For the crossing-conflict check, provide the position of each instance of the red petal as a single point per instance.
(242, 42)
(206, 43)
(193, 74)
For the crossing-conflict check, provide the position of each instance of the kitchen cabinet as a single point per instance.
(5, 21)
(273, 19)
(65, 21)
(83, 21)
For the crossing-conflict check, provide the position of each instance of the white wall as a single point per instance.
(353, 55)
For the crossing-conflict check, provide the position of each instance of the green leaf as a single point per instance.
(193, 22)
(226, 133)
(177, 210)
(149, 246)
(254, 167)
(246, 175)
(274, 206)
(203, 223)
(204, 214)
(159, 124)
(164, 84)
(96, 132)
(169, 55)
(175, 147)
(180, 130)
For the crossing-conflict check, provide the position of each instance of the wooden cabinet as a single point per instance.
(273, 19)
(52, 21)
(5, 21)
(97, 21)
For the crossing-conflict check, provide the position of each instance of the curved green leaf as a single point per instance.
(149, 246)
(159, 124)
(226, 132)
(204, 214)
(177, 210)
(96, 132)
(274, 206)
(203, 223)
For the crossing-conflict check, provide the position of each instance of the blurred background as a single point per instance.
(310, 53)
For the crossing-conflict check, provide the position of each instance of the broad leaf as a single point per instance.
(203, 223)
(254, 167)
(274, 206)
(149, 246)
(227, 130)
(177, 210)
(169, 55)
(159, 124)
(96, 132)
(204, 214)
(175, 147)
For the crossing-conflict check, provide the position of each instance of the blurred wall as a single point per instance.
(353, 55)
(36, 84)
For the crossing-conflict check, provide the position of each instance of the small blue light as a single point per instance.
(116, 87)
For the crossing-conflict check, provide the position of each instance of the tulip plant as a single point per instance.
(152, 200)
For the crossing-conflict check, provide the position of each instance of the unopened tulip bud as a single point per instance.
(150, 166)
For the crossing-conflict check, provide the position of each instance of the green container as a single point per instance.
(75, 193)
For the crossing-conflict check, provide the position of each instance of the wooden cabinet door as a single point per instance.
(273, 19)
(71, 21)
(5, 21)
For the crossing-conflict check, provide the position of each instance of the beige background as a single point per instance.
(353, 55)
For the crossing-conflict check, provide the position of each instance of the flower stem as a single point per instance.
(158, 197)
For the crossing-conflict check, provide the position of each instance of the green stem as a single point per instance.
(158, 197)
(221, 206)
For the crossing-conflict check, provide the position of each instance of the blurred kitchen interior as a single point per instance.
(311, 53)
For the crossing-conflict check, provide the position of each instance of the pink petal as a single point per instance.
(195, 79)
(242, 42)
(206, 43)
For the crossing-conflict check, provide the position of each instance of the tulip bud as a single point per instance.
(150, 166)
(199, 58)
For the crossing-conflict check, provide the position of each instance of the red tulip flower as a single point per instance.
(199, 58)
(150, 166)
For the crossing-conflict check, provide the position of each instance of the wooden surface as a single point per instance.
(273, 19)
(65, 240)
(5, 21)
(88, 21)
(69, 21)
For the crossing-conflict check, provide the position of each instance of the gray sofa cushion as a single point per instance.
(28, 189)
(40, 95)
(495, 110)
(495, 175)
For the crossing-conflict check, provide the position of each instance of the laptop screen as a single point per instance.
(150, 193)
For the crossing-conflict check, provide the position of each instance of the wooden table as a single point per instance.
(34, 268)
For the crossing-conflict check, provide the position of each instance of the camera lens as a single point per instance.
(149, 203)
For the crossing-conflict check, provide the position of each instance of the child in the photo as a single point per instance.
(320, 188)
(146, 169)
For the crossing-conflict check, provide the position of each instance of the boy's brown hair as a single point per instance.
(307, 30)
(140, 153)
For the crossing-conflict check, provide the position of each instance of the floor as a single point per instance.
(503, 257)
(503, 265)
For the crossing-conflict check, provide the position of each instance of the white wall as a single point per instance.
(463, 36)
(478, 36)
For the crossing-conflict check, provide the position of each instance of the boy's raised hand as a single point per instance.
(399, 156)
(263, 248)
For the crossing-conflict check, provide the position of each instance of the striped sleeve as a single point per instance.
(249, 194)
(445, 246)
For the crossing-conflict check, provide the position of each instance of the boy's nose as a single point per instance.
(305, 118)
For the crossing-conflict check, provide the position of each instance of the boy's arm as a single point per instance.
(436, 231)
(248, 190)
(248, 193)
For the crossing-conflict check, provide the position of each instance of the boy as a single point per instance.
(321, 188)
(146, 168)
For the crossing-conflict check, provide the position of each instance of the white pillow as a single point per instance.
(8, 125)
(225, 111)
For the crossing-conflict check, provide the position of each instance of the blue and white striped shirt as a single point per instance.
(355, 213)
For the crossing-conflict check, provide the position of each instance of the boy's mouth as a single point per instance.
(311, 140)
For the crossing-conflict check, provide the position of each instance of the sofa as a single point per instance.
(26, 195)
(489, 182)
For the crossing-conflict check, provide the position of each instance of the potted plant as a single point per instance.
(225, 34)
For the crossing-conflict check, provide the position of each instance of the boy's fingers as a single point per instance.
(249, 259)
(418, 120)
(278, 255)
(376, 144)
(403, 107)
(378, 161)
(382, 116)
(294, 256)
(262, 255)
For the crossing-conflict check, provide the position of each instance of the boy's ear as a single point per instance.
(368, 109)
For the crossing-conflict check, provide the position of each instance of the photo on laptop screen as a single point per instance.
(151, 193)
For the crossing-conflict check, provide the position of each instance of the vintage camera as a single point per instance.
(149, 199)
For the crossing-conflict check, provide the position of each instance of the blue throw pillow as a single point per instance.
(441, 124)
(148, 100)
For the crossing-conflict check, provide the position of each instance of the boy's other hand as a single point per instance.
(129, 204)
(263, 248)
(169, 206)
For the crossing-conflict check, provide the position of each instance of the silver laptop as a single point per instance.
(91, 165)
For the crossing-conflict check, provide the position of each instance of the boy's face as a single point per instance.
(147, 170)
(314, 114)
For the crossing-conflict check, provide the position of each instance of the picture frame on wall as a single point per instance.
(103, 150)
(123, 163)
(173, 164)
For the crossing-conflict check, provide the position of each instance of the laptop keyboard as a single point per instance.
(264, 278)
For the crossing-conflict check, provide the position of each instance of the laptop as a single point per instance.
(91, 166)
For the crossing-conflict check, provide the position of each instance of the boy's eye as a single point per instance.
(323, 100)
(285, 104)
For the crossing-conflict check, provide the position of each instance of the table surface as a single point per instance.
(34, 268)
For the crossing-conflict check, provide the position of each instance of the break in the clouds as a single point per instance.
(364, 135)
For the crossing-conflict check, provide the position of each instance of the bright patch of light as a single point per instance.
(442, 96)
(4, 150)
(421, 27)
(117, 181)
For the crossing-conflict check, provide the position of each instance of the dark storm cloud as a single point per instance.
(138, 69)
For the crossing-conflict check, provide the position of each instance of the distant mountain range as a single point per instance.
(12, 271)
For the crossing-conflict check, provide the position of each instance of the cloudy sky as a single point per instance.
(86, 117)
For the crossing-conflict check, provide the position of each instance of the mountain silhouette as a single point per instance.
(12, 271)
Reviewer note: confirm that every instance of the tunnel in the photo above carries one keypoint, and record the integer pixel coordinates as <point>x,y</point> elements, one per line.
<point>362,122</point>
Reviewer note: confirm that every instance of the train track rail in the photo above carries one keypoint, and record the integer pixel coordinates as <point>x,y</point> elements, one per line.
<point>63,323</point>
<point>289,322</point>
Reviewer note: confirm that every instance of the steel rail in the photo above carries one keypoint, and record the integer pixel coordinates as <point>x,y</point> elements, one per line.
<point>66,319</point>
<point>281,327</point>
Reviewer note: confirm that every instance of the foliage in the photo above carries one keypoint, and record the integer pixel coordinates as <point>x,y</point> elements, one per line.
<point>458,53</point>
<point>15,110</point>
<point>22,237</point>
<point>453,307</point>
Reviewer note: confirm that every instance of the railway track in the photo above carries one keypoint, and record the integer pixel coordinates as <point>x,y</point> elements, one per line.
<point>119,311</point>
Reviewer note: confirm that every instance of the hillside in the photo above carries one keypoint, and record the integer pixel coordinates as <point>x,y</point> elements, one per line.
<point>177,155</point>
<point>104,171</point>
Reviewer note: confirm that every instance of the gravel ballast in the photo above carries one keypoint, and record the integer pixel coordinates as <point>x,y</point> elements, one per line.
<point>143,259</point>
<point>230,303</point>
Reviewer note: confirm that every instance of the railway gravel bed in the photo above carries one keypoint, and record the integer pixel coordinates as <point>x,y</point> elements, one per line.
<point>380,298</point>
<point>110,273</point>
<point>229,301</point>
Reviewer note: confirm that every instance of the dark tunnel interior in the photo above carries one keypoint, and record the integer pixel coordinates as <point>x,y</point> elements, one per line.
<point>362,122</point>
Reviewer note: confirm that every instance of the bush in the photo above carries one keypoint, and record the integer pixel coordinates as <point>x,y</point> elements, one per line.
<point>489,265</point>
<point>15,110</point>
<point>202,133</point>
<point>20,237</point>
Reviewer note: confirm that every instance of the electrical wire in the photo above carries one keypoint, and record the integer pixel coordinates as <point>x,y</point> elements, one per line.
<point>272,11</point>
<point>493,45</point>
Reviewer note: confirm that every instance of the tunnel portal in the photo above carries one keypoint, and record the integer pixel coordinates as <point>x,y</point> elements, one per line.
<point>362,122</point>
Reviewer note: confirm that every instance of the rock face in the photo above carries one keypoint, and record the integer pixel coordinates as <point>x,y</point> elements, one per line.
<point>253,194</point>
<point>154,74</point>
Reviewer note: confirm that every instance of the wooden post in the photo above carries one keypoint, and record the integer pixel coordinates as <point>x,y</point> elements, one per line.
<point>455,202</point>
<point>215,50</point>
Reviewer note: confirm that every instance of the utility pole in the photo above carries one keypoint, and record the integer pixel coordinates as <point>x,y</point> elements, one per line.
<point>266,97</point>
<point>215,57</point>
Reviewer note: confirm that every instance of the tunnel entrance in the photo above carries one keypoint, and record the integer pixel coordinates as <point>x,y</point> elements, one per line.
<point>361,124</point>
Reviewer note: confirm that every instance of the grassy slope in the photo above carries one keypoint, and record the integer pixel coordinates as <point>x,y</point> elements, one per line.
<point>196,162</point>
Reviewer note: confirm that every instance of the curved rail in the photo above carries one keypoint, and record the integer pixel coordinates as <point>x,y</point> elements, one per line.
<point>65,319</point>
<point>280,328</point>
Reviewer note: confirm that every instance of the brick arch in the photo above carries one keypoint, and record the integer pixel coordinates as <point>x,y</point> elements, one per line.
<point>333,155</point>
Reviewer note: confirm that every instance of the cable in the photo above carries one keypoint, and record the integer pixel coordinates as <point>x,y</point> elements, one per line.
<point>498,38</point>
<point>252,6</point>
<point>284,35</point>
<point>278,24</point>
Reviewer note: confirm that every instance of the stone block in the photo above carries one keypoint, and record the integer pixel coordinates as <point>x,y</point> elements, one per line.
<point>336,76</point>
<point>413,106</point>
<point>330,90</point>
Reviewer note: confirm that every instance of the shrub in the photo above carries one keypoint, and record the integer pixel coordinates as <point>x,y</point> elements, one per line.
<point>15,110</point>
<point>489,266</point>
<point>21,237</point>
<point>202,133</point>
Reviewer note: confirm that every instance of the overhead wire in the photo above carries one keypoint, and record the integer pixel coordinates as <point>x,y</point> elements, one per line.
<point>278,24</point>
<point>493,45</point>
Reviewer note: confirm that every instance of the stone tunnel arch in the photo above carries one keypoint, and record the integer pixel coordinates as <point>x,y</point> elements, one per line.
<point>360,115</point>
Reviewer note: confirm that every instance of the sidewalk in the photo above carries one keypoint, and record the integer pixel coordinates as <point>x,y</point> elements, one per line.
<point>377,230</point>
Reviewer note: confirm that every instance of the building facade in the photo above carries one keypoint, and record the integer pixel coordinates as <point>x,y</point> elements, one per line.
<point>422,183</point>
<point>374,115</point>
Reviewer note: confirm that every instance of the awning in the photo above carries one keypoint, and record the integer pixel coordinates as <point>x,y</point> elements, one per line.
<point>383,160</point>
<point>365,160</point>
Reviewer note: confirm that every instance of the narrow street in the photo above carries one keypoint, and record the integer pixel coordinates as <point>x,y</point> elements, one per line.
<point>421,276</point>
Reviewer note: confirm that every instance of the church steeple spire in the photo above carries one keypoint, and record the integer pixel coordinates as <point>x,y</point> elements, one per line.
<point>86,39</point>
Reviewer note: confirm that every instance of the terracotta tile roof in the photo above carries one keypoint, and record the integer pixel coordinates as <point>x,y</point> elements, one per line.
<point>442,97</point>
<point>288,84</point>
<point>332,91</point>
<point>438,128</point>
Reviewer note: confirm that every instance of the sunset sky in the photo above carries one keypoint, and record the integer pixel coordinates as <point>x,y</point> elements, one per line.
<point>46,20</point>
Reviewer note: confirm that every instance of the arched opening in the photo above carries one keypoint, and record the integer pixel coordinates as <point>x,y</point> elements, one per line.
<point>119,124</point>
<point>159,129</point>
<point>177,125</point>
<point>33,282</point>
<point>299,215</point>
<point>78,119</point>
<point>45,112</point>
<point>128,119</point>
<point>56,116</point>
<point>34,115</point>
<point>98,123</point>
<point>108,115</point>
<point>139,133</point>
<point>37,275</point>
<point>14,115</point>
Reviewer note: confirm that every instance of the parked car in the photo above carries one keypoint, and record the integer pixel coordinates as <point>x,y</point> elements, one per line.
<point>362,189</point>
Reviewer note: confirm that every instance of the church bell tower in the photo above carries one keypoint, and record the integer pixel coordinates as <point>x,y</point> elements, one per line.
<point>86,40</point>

+++

• [Task] Transcribe exactly, and only, the lines that extend from the one containing "Reviewer note: confirm that every instance of the parked" to the end of the records above, inclusive of both.

• [Problem solution]
Reviewer note: confirm that every instance of the parked car in the photo above carries one keypoint, and record the integer pixel coordinates as <point>x,y</point> elements, one per line.
<point>362,189</point>
Reviewer note: confirm that every instance of the church bell tower in the photo above carries one keypoint, and record the integer pixel coordinates as <point>x,y</point> elements, one per line.
<point>86,40</point>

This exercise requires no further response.